[Records supplied — start]
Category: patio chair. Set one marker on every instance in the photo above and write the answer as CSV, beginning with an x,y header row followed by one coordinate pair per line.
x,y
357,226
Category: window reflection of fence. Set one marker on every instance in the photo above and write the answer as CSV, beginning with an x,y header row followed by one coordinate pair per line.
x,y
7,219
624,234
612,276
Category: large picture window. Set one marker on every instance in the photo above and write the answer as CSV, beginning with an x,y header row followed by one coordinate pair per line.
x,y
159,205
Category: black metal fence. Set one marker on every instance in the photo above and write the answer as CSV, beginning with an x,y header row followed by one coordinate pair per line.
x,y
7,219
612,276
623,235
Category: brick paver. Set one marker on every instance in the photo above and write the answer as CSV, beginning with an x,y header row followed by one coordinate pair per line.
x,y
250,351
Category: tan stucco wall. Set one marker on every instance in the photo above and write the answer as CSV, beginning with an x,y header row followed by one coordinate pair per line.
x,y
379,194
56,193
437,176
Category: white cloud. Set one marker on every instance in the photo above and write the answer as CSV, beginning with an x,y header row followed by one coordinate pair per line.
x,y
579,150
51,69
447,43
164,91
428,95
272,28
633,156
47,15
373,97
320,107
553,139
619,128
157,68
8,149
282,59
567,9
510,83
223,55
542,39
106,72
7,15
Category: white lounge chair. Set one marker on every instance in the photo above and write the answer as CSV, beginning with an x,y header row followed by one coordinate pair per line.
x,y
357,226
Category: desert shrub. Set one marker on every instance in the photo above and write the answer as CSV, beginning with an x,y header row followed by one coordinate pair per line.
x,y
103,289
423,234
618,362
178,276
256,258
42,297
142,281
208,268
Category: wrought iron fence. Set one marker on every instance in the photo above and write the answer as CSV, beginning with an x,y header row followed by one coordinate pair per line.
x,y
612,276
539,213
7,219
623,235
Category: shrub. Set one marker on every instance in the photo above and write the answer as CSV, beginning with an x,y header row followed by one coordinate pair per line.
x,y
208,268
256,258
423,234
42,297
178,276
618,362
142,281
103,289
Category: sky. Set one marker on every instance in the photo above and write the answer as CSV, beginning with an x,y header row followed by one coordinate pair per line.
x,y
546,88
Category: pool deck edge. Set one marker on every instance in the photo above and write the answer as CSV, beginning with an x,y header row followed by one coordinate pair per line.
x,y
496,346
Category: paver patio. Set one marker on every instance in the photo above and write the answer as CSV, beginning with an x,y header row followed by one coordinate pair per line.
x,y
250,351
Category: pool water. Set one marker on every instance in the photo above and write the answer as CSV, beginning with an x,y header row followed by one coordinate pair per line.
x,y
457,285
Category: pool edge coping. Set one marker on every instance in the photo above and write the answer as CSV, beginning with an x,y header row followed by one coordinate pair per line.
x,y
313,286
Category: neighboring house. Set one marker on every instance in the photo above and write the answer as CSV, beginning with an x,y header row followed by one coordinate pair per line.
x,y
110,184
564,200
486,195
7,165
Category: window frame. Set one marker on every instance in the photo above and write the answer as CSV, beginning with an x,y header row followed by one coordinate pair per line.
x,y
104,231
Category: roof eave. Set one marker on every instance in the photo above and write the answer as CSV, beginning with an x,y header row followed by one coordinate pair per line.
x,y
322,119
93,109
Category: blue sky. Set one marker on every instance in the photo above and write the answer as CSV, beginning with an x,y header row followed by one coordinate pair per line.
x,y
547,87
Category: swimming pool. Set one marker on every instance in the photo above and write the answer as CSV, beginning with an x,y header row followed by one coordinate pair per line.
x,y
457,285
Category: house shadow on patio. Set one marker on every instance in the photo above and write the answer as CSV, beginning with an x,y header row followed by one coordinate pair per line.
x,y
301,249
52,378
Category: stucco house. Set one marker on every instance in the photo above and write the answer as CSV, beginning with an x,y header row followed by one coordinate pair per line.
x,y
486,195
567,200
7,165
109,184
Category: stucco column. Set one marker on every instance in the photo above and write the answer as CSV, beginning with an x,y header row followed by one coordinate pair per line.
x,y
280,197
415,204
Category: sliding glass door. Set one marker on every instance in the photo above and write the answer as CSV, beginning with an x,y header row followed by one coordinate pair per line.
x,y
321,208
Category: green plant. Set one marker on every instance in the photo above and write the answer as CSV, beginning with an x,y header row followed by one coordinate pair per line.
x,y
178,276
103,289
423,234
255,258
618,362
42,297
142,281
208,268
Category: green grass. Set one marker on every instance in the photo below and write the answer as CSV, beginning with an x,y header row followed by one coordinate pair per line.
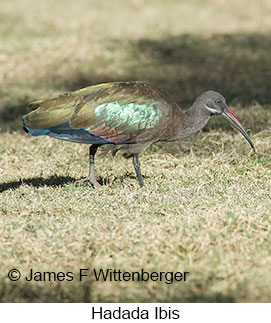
x,y
206,205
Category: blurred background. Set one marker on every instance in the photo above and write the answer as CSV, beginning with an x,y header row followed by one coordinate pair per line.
x,y
184,46
206,206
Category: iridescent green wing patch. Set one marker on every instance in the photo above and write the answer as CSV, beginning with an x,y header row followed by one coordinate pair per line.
x,y
118,122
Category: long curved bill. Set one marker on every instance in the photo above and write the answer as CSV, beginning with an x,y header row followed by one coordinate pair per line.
x,y
231,117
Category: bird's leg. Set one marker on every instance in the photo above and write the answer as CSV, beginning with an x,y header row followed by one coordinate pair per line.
x,y
136,164
91,178
92,152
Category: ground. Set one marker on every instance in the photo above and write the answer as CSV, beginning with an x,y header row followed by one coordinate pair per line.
x,y
206,205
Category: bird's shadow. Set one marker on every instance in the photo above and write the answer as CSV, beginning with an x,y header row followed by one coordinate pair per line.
x,y
59,181
38,182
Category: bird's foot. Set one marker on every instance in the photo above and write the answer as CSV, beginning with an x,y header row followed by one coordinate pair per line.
x,y
92,181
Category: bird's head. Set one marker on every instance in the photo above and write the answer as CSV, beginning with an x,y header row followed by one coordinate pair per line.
x,y
215,104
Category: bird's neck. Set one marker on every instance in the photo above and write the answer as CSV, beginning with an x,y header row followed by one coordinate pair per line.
x,y
193,120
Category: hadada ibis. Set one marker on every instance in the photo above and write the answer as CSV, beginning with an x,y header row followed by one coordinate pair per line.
x,y
127,116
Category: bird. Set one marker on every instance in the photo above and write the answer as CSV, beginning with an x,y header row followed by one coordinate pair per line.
x,y
124,116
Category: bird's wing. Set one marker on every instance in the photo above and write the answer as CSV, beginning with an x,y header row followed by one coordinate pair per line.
x,y
115,112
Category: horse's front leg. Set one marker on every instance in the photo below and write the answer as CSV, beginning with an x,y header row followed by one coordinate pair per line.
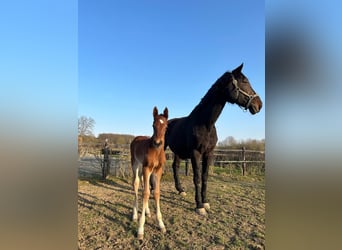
x,y
158,174
195,160
206,158
146,195
175,167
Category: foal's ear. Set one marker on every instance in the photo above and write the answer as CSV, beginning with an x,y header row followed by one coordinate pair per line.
x,y
166,113
237,71
155,111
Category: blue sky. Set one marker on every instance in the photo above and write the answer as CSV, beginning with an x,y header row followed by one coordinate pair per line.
x,y
134,55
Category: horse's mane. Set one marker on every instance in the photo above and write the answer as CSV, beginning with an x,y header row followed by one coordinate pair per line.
x,y
212,93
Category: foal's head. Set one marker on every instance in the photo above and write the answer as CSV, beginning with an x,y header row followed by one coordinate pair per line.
x,y
159,127
240,91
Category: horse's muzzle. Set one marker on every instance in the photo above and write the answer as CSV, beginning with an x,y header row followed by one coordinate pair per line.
x,y
156,144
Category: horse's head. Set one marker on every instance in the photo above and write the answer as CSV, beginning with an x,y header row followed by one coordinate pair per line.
x,y
240,91
159,127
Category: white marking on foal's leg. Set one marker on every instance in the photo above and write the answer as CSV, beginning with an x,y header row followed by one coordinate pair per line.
x,y
201,211
206,206
136,193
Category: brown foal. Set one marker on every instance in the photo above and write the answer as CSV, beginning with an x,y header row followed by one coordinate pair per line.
x,y
148,157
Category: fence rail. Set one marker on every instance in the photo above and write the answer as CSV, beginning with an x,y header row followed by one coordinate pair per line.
x,y
118,157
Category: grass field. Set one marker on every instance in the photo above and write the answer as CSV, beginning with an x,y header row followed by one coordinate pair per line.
x,y
236,219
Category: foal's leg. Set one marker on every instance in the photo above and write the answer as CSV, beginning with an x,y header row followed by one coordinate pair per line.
x,y
205,170
175,166
146,196
195,159
158,174
136,179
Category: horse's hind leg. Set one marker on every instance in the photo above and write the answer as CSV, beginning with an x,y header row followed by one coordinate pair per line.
x,y
146,196
136,191
205,171
175,167
159,172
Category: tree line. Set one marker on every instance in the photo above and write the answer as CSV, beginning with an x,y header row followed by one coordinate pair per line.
x,y
86,126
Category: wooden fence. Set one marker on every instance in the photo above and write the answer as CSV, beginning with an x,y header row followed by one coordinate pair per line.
x,y
119,157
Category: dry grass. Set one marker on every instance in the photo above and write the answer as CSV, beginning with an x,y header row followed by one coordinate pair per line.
x,y
236,219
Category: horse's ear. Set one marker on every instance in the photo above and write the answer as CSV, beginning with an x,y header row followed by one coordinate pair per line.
x,y
237,71
155,111
166,113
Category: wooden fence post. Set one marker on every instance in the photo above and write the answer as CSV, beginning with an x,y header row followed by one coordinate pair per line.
x,y
243,161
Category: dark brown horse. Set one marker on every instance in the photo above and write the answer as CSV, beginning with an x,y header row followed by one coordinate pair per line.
x,y
194,136
148,157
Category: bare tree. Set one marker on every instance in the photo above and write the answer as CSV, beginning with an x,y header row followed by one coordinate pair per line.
x,y
85,125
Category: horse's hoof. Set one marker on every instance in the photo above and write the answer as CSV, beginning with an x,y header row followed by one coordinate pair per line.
x,y
140,236
182,193
206,206
201,211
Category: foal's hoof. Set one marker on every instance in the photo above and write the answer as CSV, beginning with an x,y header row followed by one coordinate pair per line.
x,y
201,211
182,193
206,206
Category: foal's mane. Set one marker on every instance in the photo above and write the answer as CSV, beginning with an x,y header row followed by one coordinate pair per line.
x,y
212,92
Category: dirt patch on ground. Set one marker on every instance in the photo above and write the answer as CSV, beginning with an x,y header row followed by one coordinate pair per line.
x,y
236,219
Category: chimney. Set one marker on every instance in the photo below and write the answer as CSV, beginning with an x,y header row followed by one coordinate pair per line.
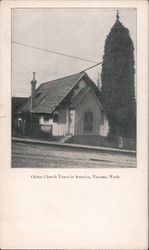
x,y
33,88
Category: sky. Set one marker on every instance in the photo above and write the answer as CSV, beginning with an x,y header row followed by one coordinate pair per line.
x,y
72,31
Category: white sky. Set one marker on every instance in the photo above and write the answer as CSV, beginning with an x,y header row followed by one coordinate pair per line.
x,y
76,32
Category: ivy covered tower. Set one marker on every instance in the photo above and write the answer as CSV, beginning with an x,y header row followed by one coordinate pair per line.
x,y
117,79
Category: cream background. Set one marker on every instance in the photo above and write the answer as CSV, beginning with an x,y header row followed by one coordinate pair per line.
x,y
74,214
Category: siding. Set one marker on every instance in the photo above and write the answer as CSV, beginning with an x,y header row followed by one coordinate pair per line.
x,y
59,128
88,102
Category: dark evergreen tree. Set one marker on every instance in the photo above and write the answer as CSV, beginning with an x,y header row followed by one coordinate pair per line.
x,y
118,81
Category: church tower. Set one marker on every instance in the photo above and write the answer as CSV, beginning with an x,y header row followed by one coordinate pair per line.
x,y
118,80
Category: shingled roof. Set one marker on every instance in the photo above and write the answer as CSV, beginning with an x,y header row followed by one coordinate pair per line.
x,y
50,94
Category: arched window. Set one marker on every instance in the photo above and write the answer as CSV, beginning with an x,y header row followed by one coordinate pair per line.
x,y
88,121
[Records supplied — finish]
#### [Work instruction]
Only the line that contains "Category: church tower." and the lines after it, through the end of the data above, are to be repeated exactly.

#### [Result of the exercise]
Category: church tower. Set one marker on every instance in the photo above and write the answer as CSV, beginning with an x,y header row followed by one coordinate pair per line.
x,y
118,80
Category: shingled roof. Set one marker on every instance in the photo above and write the answer as CSV, beginning with an x,y header row followed by one coordinate pair per line.
x,y
50,94
Category: arched window. Set one marker on every instance in the photo above and write the answer as CSV, beginning with an x,y header row followed by one coordinate pair per line.
x,y
88,121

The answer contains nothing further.